Quando você tem uma condição como a fibromialgia, a dor não é só implacável: ela é também inexplicável, o que agrega incerteza e estresse ao quadro clínico. O desgaste físico, mental e emocional é enorme, como o sistema nervoso central do paciente trabalhando horas extras em marcha forçada. Ninguém suporta isso durante meses e anos com os pensamentos em ordem.
Não é surpresa, portanto, que numerosos estudos ilustrem a relação entre dor crônica e distúrbios de saúde mental. A associação ou sobreposição é considerável.
Fibromialgia e saúde mental
Uma preocupação significativa quando se trata de fibromialgia é a ligação com o transtorno depressivo maior. Pessoas com fibromialgia são três vezes mais propensas a ter depressão quando são diagnosticadas do que aquelas que não têm a doença.
Além da depressão, a fibromialgia está ligada a vários outros problemas de saúde mental, incluindo:
- Ansiedade
- Transtorno de personalidade limítrofe
- Transtorno obsessivo-compulsivo
- Transtorno de estresse pós-traumático
Além disso, aqueles que têm fibromialgia são mais propensos a ter uma autoimagem negativa, baixa autoestima e problemas com relacionamentos sociais e íntimos.
Embora todos esses problemas possam afetar como você se sente, a regulação do humor parece fazer parte da fibromialgia. Um estudo com 47 pacientes com fibromialgia descobriu que “os pacientes tinham maiores dificuldades no processo de regulação emocional. Também, a rejeição emocional e a interferência são duas variáveis que influenciam a gravidade da dor e a incapacidade.
Em outras palavras, a regulação emocional e a fibromialgia estão conectadas, cada uma influenciando a outra.
A conclusão é que a fibromialgia pode afetar muito o humor do paciente, e é por isso que ter os especialistas certos ao seu lado é fundamental.
A minha pergunta é: por que os “especialistas” em primeira instância? Por que dizer logo a um paciente claramente angustiado pela dor que sente que: “seria bom ele ver um psicólogo?”. A essa altura e dependendo do caso, isso pode ser uma violência desnecessária que pode até agravar o quadro do paciente.
Eu acabo de ler o artigo do staff médico da Clínica Mayo antes citado. Ele conclui assim:
“Depressão, ansiedade e SUD (Substance Use Disorder) são altamente prevalentes em condições de dor crônica frequentemente encontradas na prática clínica diária. Consistente com os princípios que regem a matriz da dor, estudos de imagem funcional sugerem que mecanismos neurais compartilhados contribuem para a relação bidirecional entre dor crônica e distúrbios de saúde mental. Intervenções comportamentais estão associadas a melhorias sustentadas em uma ampla gama de parâmetros funcionais, e o uso de medicamentos analgésicos com eficácia tanto para dor quanto para distúrbios de saúde mental deve ser considerado como agente de primeira linha em pacientes com dor crônica.”
Concluindo então, não há dúvida que:
- O paciente com fibromialgia – ou com qualquer outra síndrome parecida, e há várias… – arrisca seriamente ter, ou vir a ter, um transtorno mental ou vários.
- Que a possibilidade desse risco deve NECESSSARIAMENTE integrar o quadro clínico a ser reconhecido pelo médico de atenção primária – entendendo por isto a atenção médica que o paciente primeiro acessa quando acometido pela dor – especialmente se imprevista e inexplicável.
- Que o profissional da saúde nesse nível deveria estar plenamente capacitado para acolher, entender e orientar o paciente em risco biopsicológico ANTES de, como atualmente ocorre, simplesmente encaminhá-lo a um psicólogo ou psiquiatra. Ou, pior ainda, de simplesmente fazer cara de paisagem se o paciente relatar que está sofrendo, e passar ao largo “desse-lado-psicológico-do-problema-do-qual-eu-nada-sei-porque-nada-disso-me-ensinaram-na faculdade-de-medicina”.

****

**APLIQUE A LEITURA:**
1. Extraia do texto sobre fibromialgia o trecho que vai de "A minha pergunta" até "quadro do paciente.", incluindo este último.
2. Segundo o texto sobre fibromialgia, por que não surpreende que numerosos estudos relacionem dor crônica e distúrbios de saúde mental? Explique em até três frases.

Entradas do conjunto de dados:

****

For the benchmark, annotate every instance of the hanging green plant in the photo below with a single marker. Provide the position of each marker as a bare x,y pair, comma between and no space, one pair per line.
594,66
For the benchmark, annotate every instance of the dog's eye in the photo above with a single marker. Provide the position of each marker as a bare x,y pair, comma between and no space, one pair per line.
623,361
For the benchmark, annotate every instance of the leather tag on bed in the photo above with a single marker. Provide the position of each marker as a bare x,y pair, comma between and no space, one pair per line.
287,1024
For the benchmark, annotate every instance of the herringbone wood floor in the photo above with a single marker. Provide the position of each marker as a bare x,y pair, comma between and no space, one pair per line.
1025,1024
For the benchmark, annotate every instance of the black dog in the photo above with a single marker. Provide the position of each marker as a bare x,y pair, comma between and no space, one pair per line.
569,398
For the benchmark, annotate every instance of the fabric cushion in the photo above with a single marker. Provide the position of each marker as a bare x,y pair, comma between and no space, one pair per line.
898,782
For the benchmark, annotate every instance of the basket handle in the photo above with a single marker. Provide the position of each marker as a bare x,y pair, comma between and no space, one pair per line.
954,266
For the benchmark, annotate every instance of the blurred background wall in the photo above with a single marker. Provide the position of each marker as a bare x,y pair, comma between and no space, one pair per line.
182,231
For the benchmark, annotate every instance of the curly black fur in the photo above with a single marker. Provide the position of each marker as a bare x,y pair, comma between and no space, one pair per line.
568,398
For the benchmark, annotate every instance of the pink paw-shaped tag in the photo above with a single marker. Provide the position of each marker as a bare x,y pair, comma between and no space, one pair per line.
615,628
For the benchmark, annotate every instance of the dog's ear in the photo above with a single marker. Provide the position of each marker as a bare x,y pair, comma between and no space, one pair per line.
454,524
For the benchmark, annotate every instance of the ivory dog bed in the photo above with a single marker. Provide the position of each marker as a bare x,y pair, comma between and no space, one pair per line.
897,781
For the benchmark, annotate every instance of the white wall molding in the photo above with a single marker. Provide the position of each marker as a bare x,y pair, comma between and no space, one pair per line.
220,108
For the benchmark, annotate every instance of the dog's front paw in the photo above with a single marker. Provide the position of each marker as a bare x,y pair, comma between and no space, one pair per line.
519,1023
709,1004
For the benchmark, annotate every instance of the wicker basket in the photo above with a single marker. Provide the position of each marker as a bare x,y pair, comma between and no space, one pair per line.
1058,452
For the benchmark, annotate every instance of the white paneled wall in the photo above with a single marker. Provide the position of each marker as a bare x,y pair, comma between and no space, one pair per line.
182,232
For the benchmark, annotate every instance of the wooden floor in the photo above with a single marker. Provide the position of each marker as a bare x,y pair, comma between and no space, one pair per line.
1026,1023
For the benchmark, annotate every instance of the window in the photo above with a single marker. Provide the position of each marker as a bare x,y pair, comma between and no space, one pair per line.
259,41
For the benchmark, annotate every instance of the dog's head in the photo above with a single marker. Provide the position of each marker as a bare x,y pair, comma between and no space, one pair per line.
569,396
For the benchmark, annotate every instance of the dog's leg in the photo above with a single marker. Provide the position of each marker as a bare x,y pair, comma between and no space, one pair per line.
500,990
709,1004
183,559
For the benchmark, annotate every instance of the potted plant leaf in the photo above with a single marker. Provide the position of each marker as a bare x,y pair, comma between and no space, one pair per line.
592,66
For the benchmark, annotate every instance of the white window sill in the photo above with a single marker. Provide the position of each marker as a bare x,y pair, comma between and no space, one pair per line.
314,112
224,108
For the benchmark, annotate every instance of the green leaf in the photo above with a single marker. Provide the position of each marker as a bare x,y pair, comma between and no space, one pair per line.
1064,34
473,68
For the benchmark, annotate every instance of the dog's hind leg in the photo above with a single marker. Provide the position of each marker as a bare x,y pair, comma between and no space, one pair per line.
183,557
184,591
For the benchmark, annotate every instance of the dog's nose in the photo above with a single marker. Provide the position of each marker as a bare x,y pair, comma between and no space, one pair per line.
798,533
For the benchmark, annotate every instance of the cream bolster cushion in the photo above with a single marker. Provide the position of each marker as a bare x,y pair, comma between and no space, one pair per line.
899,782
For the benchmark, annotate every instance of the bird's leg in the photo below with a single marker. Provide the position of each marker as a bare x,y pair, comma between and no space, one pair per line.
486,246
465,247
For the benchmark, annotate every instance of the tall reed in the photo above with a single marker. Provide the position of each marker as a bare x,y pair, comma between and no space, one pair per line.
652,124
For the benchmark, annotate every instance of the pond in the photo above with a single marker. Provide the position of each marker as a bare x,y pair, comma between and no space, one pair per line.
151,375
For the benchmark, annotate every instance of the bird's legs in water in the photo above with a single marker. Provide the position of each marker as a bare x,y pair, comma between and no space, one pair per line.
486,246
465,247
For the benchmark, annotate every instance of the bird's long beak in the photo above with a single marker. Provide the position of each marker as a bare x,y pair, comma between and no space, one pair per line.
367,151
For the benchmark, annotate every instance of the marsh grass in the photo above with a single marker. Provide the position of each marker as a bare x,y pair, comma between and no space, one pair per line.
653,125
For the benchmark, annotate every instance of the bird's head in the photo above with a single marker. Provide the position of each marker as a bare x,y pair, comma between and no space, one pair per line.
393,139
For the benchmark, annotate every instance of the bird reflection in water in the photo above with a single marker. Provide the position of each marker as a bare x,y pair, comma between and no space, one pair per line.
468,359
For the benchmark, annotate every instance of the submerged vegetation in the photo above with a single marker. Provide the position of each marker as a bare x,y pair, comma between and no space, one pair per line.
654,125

****

**RESPOSTAS POR TAREFA:**
1.
A minha pergunta é: por que os “especialistas” em primeira instância? Por que dizer logo a um paciente claramente angustiado pela dor que sente que: “seria bom ele ver um psicólogo?”. A essa altura e dependendo do caso, isso pode ser uma violência desnecessária que pode até agravar o quadro do paciente.

2. Na fibromialgia, a dor é implacável e também inexplicável, o que acrescenta incerteza e estresse ao quadro clínico. O desgaste físico, mental e emocional é enorme, e ninguém suporta isso durante meses e anos com os pensamentos em ordem.